Selected excerpt —

▼

Medicare's reserves are well under the comfortable level

At first, it may sound like a good thing that the hospital insurance trust fund ended 2017 with $202 billion in reserves. After all, that's a lot of money, and having a 12-figure reserve balance is certainly better than zero.

Here's the problem. The Medicare trustees recommended minimal level of funding is 100% of the program's annual expenditures. $202 billion represents just 65% of hospital insurance's projected 2018 costs. In fact, the HI trust fund hasn't exceeded the 100% "safety net" level since 2003.

For context, you've probably heard that Social Security is also in bad shape. Well, Social Security's reserves represent about 300% of the program's annual expenditures. This is why even with the same challenging demographic trends, Social Security's reserves are expected to fully support the program for an additional eight years, until 2034.

Medicare ran a small surplus in 2017, but it's the last one

One of the few pieces of good news in the trustees report is that Medicare hospital insurance ran a surplus in 2017. The program took in $299.4 billion during the year, mostly in the form of payroll taxes, and the total expenditures of the program were $296.5 billion, for a surplus of nearly $3 billion.

However, that's where the good news ends. The 2017 surplus is expected to be the last one for the foreseeable future, unless something drastic changes.

And the deficits are expected to get big fast. Here are the official projections for the HI trust fund over the next 10 years:

Year

Deficit

Trust Fund Balance at End of Year

2018

($5.2 billion)

$196.8 billion

2019

($3.1 billion)

$193.6 billion

2020

($5.1 billion)

$188.5 billion

2021

($10.1 billion)

$178.4 billion

2022

($18.4 billion)

$160.0 billion

2023

($27.5 billion)

$132.6 billion

2024

($36.1 billion)

$96.5 billion

2025

($46.0 billion)

$50.5 billion

2026

($51.9 billion)

($1.4 billion)

2027

($57.3 billion)

($58.7 billion)

Data source: 2018 Medicare Trustees Report. Parenthesis are used to show negative numbers, and figures may not add or subtract perfectly due to rounding.

▲

Extracted material —
▼

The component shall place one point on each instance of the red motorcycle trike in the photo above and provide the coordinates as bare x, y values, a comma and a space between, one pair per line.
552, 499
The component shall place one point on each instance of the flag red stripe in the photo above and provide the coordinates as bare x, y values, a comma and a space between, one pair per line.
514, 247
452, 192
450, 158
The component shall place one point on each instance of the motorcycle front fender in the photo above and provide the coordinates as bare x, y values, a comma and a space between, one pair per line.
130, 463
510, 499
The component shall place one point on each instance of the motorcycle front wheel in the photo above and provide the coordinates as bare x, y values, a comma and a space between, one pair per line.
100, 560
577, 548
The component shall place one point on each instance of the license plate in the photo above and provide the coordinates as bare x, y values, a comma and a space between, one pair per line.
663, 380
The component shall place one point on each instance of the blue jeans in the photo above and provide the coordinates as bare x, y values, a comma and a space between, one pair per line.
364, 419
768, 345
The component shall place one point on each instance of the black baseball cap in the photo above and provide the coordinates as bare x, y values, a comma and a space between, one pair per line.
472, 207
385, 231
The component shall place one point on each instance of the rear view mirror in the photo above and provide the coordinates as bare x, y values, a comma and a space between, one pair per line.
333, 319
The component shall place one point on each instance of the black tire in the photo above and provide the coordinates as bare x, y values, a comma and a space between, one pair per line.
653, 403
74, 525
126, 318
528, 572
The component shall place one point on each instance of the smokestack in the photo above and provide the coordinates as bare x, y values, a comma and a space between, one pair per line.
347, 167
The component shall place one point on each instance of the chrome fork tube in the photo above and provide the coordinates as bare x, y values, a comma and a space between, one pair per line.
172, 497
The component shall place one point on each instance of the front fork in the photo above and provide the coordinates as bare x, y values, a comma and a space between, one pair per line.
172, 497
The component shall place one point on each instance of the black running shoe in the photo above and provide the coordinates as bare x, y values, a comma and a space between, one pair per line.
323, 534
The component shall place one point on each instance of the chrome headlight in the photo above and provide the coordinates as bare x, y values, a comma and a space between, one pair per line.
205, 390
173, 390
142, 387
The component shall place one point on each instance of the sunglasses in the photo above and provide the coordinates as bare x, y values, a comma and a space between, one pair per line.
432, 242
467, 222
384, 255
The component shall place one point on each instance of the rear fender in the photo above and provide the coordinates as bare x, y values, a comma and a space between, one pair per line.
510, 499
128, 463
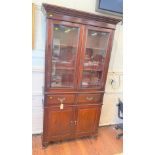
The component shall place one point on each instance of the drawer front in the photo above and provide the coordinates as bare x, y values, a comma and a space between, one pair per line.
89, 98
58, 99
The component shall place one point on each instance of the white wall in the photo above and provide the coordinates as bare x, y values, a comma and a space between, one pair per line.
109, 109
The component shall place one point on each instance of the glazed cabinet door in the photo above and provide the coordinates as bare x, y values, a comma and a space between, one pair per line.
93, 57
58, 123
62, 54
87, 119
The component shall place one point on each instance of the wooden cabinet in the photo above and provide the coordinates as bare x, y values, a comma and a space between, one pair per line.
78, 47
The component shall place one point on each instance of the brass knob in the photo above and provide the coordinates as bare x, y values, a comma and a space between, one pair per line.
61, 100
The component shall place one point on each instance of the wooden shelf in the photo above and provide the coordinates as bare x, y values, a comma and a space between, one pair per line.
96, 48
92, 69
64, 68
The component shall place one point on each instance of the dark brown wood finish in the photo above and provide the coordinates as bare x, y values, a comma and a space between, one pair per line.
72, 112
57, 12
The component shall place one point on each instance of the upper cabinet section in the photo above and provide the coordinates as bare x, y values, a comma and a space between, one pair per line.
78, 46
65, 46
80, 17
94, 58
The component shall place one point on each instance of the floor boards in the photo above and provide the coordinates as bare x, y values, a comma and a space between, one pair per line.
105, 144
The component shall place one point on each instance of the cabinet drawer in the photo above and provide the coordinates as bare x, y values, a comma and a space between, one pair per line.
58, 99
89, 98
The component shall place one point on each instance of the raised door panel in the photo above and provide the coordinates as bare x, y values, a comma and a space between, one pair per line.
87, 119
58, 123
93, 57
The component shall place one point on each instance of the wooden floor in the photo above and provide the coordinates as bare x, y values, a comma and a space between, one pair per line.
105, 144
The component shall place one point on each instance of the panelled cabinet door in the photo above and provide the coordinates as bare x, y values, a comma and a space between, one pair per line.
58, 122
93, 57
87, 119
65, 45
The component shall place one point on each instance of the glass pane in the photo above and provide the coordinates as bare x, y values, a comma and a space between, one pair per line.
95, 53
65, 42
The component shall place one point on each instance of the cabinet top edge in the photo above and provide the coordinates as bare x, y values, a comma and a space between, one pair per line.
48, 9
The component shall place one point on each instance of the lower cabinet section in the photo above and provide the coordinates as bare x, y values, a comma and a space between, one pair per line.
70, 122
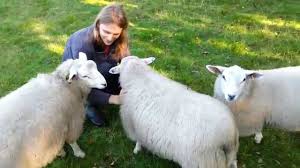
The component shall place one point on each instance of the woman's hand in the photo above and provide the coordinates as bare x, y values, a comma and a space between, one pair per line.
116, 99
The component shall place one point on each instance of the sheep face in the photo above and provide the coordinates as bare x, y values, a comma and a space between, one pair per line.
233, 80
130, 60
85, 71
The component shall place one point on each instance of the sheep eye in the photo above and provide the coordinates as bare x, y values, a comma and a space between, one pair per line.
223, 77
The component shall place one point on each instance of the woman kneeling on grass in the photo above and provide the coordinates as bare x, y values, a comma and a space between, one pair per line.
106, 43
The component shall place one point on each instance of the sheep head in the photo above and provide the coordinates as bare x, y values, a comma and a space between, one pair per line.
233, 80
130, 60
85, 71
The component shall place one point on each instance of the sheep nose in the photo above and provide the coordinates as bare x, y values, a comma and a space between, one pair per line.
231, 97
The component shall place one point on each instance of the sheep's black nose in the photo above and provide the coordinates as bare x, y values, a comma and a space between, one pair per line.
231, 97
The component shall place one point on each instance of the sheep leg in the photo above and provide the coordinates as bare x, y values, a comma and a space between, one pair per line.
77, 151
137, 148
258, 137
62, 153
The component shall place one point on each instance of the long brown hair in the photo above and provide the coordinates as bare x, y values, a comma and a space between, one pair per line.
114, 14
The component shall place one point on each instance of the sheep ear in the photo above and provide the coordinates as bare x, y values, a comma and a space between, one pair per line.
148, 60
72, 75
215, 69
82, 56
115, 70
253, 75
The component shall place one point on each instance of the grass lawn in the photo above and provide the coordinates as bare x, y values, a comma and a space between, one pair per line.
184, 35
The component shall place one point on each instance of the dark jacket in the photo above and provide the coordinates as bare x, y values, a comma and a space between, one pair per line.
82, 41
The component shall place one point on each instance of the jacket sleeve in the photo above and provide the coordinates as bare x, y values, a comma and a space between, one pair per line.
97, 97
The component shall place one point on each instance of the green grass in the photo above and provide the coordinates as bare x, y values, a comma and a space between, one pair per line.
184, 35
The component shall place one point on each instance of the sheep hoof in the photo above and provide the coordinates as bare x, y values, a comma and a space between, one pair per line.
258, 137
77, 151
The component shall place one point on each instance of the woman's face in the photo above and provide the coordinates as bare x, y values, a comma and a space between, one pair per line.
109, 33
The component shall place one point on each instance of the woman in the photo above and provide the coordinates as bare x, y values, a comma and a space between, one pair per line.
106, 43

▲
▼

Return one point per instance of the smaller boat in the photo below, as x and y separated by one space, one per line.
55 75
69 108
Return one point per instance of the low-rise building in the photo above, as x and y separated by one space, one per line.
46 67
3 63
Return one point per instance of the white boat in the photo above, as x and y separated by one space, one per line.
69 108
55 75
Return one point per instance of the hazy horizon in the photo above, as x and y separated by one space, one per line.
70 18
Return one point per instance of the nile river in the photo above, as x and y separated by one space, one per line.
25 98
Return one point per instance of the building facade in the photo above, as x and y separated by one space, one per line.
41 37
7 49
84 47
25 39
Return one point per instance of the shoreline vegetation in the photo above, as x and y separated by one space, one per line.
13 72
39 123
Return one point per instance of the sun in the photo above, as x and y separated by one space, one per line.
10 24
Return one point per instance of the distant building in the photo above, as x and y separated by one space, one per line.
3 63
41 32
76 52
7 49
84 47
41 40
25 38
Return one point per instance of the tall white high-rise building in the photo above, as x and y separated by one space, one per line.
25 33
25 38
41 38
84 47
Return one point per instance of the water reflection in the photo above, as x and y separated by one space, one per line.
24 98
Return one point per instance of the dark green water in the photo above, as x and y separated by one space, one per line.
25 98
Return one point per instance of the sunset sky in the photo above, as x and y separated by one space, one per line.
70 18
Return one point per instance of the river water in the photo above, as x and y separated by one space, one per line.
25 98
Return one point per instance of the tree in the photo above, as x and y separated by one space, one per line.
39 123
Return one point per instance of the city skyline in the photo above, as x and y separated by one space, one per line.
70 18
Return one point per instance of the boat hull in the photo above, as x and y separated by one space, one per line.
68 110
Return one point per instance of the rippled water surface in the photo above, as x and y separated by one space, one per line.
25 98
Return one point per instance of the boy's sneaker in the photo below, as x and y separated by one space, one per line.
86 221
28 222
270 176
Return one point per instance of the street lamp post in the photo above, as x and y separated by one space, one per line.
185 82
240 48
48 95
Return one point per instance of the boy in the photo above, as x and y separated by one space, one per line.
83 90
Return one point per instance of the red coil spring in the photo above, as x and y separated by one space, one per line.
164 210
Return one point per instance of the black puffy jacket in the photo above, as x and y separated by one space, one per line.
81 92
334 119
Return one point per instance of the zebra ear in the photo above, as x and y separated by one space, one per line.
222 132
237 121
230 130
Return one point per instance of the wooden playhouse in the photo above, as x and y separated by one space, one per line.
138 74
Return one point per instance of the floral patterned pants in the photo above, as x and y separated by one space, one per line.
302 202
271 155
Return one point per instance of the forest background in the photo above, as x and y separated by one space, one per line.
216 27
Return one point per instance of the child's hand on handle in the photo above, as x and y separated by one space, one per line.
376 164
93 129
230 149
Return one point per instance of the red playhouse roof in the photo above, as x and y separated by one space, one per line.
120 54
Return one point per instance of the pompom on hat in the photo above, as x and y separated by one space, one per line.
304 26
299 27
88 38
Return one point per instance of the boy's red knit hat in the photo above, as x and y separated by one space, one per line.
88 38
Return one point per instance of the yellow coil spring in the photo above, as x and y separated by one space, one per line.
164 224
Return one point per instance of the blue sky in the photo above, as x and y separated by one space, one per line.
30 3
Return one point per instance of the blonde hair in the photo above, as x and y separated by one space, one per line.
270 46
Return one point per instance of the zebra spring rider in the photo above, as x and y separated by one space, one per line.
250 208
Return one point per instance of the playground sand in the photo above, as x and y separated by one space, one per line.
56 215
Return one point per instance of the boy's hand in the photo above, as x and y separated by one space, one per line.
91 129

▲

Exercise 1 — In the Medicare trust fund text, turn the paragraph beginning "One of the few pieces of good news" into a short list that keeps its main facts.
Exercise 2 — From the Medicare trust fund text, transcribe the passage starting at "And the deficits" and ending at "($5.2 billion)".

Written answer 1 —
- The trustees report had little good news, but Medicare hospital insurance ran a surplus in 2017.
- Money taken in: $299.4 billion, mostly from payroll taxes.
- Total spending: $296.5 billion.
- Surplus: nearly $3 billion.

Written answer 2 —
And the deficits are expected to get big fast. Here are the official projections for the HI trust fund over the next 10 years:

Year

Deficit

Trust Fund Balance at End of Year

2018

($5.2 billion)